= Richiesta =
Per favore, trova tutte le righe qui sotto che contengono la parola "walking" e copiale. Maiuscole e minuscole contano.

------ Righe archiviate ------

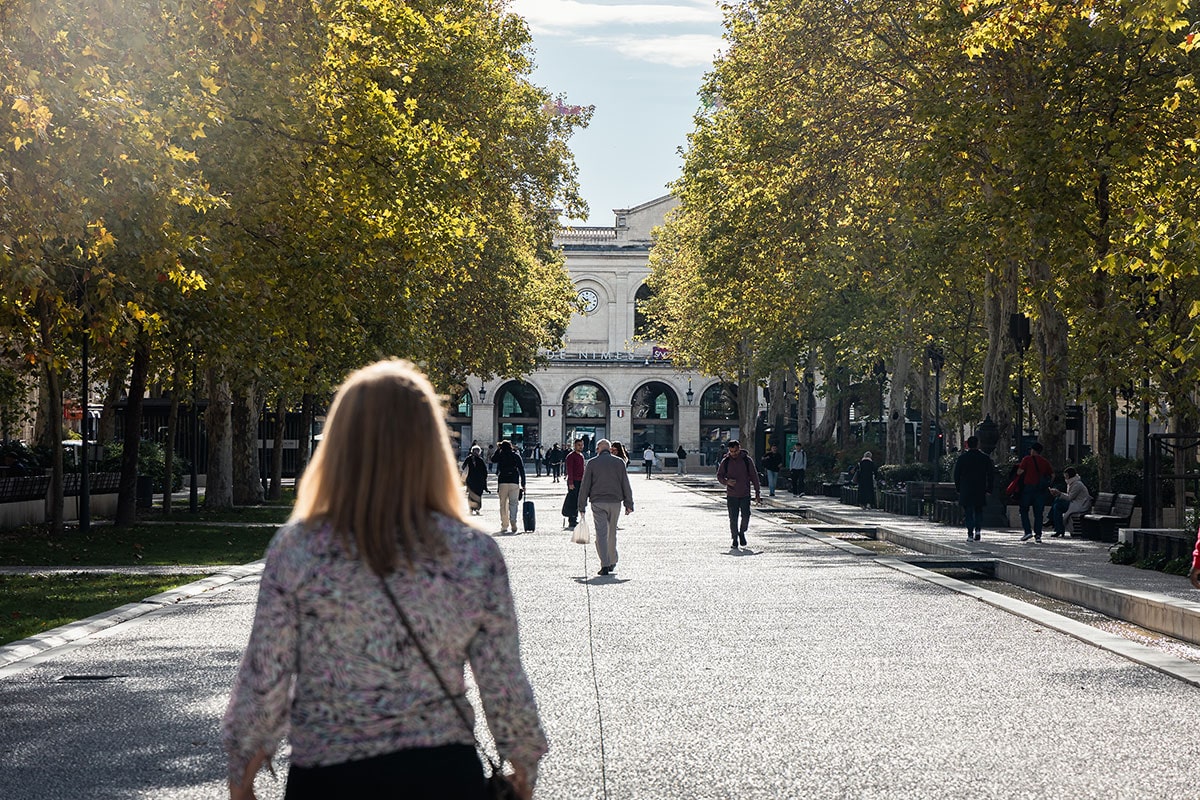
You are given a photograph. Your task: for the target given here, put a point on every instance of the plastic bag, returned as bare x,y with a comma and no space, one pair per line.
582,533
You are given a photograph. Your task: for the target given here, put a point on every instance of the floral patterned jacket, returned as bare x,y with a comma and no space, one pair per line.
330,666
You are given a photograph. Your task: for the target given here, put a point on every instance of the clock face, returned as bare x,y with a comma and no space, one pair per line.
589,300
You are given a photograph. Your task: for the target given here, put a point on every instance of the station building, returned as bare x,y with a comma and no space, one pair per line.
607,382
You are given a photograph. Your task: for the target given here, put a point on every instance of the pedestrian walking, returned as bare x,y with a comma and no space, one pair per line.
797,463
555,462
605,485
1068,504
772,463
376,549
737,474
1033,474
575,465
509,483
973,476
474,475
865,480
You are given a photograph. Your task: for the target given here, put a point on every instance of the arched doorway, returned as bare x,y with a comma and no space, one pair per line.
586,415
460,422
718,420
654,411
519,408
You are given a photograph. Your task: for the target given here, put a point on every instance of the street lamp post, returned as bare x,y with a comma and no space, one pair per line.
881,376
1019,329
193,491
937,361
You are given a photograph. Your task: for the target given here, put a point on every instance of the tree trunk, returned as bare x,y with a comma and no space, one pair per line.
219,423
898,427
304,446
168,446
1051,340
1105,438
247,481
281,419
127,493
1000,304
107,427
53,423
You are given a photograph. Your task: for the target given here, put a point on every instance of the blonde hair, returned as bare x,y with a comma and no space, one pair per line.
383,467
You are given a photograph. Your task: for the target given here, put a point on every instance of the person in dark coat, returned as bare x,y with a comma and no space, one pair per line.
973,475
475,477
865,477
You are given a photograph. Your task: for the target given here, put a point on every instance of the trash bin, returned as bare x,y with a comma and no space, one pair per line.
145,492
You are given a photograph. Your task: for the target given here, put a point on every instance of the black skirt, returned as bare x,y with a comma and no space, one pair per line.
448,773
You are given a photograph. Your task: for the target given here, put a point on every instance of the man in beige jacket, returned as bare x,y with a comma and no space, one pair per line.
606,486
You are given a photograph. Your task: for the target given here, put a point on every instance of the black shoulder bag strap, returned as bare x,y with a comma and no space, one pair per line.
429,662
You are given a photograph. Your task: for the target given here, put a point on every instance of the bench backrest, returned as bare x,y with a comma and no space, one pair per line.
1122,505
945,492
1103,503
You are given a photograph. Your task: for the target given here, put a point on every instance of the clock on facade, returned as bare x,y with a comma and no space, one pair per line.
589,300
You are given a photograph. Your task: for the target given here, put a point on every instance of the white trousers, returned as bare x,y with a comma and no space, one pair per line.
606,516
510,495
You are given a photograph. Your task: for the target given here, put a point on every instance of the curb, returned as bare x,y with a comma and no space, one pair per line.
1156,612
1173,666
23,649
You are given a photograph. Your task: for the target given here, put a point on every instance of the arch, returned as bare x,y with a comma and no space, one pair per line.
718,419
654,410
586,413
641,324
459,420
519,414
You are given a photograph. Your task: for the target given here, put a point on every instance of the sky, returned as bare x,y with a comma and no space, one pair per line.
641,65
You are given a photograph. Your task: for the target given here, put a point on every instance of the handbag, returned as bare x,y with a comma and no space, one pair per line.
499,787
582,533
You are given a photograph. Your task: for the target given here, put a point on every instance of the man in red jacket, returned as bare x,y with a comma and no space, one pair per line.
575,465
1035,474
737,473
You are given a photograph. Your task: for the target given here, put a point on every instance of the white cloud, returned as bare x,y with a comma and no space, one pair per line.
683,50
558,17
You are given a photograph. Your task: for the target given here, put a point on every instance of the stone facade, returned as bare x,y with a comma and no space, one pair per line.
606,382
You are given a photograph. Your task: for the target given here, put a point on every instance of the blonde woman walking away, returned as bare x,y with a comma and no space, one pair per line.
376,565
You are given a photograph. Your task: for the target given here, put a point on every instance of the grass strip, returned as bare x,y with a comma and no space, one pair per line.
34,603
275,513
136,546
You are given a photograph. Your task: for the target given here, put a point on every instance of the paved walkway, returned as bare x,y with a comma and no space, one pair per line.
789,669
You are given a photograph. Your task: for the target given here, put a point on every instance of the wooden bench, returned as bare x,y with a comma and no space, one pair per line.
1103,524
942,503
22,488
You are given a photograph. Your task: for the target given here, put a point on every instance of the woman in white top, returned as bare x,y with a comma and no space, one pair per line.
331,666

------
------ Righe archiviate ------

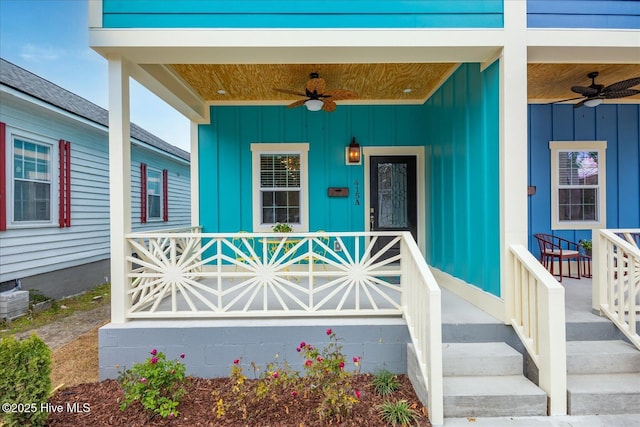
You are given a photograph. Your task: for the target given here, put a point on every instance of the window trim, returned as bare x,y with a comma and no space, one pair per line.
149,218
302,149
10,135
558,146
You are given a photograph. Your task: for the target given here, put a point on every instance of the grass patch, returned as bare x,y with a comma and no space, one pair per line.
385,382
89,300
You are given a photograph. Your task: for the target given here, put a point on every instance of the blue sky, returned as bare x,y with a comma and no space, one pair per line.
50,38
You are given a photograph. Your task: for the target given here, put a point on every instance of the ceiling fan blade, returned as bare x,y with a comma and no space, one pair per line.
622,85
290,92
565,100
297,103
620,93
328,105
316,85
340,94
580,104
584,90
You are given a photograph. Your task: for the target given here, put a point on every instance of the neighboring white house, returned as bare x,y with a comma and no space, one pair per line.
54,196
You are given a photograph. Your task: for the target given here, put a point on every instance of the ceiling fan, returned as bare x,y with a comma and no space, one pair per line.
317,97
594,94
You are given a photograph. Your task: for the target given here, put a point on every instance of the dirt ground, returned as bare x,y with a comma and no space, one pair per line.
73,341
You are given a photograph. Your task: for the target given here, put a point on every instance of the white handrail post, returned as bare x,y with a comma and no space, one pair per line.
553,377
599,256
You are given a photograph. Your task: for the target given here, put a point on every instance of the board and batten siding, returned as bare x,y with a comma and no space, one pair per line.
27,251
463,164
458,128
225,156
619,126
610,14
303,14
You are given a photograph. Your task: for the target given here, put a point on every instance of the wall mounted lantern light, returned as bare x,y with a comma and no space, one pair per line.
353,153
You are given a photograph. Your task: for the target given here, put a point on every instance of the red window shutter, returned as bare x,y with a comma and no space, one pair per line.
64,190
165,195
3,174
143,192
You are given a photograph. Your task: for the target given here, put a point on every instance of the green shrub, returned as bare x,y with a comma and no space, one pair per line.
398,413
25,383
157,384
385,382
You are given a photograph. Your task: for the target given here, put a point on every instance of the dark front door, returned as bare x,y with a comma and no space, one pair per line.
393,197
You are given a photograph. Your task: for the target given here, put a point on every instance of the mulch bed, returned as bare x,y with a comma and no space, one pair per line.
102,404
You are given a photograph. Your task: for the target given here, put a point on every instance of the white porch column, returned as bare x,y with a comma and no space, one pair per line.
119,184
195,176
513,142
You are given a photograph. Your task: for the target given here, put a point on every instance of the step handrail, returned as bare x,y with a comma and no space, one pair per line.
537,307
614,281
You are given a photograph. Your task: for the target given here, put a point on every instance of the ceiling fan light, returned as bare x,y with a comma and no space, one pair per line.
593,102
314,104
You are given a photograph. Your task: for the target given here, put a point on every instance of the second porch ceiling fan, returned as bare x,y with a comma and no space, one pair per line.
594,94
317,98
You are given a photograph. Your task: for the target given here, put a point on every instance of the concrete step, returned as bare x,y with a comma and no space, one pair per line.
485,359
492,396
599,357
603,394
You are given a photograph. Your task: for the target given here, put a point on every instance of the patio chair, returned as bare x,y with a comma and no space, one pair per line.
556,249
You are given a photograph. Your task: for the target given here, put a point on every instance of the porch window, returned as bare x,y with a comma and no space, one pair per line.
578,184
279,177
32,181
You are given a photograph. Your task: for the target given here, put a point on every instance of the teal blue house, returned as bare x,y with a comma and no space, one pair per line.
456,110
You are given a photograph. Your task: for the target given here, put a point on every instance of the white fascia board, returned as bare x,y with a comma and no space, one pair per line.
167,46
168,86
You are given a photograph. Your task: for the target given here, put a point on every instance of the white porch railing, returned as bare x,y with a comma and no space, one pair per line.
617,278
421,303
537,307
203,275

------

= Soluzione dell'esercizio =
You are given a photograph. Your task: for the target given here, put a point on every instance of the pedestrian walking, returned as bare x,y with a comma and no space, one pair per line.
You are given a photograph. Your task: for the target given here, put a point on every instance of the blonde woman walking away, returned as bare x,y with a comma and no space, one pair per line.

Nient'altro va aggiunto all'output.